(Point labeling data)
•••

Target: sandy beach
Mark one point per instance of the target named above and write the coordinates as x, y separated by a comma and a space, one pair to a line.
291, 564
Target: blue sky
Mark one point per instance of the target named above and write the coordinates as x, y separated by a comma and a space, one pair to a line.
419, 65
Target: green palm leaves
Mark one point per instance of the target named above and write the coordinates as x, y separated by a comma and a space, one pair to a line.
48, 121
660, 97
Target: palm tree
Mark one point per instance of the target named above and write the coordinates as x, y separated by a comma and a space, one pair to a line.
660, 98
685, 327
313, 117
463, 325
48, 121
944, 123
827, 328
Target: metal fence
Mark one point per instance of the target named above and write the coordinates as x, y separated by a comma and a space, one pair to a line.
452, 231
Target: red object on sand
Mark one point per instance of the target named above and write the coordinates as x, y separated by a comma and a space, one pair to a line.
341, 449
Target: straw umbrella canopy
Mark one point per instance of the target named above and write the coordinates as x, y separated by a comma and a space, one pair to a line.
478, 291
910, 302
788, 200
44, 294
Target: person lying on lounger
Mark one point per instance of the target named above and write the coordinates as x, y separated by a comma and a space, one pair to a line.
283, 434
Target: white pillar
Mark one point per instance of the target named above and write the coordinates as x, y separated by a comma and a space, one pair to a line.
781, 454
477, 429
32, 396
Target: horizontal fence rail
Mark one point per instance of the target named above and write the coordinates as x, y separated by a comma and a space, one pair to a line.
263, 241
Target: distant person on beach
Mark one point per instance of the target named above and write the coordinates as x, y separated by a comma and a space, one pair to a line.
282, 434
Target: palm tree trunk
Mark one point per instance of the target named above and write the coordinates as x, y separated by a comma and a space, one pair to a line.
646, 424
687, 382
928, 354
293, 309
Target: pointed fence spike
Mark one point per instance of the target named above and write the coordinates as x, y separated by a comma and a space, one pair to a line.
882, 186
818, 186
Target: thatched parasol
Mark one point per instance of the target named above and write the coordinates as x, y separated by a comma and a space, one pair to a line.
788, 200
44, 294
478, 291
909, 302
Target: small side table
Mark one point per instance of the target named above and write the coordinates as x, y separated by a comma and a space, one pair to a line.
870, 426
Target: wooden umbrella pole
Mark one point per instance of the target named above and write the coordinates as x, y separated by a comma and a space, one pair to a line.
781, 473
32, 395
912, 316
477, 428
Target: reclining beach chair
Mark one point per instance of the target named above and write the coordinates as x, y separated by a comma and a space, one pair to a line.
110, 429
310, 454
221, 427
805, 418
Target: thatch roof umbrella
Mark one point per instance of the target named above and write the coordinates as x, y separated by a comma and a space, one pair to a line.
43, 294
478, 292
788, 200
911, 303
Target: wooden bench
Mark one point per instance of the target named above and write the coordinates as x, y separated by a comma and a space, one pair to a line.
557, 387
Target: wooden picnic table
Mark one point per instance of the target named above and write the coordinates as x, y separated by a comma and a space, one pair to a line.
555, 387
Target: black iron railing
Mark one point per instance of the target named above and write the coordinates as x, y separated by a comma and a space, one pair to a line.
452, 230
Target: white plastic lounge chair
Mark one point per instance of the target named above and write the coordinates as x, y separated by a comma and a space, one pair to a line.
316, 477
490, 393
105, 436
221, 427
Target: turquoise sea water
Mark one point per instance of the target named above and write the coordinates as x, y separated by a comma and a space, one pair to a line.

•••

Objective
Return every line of the data above, unchanged from start to finish.

Written reply
Target: sandy beach
Mark one point per instance of the target named above and write the coordinates as x, y separated by a comma and a space, one pair to a line.
291, 564
Target: blue sky
Mark one point per instance of the target named above and write the coordinates as x, y separated by a comma and a space, one pair to a line.
419, 65
Target: green palm leaves
Mark one point per instance of the target named above and write the coordinates as x, y separated by a comma and a space, one pair to a line.
48, 121
660, 97
Target: palm tree
Mark one point per instance of the target named above and write the coordinates as x, y separated by a comma and a space, one pair to a line.
660, 98
685, 327
313, 117
463, 325
48, 121
944, 123
827, 328
Target: metal fence
Mark one point per instance of the target named above and write the coordinates as x, y separated by a comma and a space, one pair to a line.
452, 231
Target: red object on sand
Mark one point per instance of the target named above and write the coordinates as x, y separated by a comma and a space, one pair to a line.
341, 449
Target: straw umbrella canopy
Mark one point per instance of the target named above and write the coordinates as x, y separated by a comma and a space, one pair to a line.
478, 291
910, 302
788, 200
44, 294
Target: person lying on lounger
Mark one point per instance of the target named above and write the coordinates as x, y separated by a comma and a space, one pair to a line.
283, 434
Target: white pillar
Mark one point per instance of the target named above and write the coordinates as x, y separated by a comma and a space, one pair to a line.
781, 454
477, 429
32, 396
Target: horizontal fence rail
Mark one point per instance of the target named above and write the coordinates as x, y separated by a comma and a space, one pair to a line.
263, 241
Target: distant person on beach
Mark one point per instance of the target named above and write the coordinates as x, y separated by a comma and a space, one pair to a line.
282, 434
Target: palm tree trunk
Mark one point per instance of the target named above and write the coordinates as x, y separated by a comma and a space, one pair to a line.
646, 424
687, 382
928, 354
293, 309
Target: pointed fence spike
Mark one point per instance of the target named above and write the coordinates as x, y separated by a comma and a space, one pair to a line.
882, 186
818, 186
Target: thatched parasol
Mark one point per instance of the target named above and write the coordinates as x, y separated by a comma and a space, one pair to a line.
788, 200
44, 294
478, 291
909, 302
Target: small side table
Mark one point per instance of the target named above and write the coordinates as x, y separated by a comma and a space, one pair to a line.
870, 426
Target: wooden umbrella pole
Mark one point per instance of the target named above and write the coordinates as x, y separated by a comma and a space, one pair to a line.
781, 473
32, 395
912, 316
477, 428
Target: reclining beach chair
Mark one point per instance of the target named above and write the coordinates as x, y separated by a comma and a space, one pair to a line.
110, 429
310, 454
221, 427
805, 418
Target: thatch roof umbrella
Mark one point per instance of the target named above and write the coordinates as x, y separated by a comma and a space, one pair to a line.
43, 294
478, 292
788, 200
911, 303
Target: wooden bench
Mark one point per instance of the target named above and write the coordinates as x, y separated by a comma and a space, one pair to a line.
557, 387
Target: wooden picnic table
Mark one point per instance of the target named above and write the coordinates as x, y separated by a comma and a space, one pair to a line.
555, 387
Target: black iron railing
Mark one point per instance of the target named above and write the coordinates as x, y separated by a comma and a space, one pair to a line.
452, 230
Target: white plastic lounge chair
Mark one point per instance of the target named above and write the coordinates as x, y separated by a comma and a space, one pair to a line.
316, 477
490, 393
105, 436
221, 427
Target: turquoise sea water
Mark one point per instance of the target named above and write the coordinates as x, y separated by a comma and a space, one pair to a line.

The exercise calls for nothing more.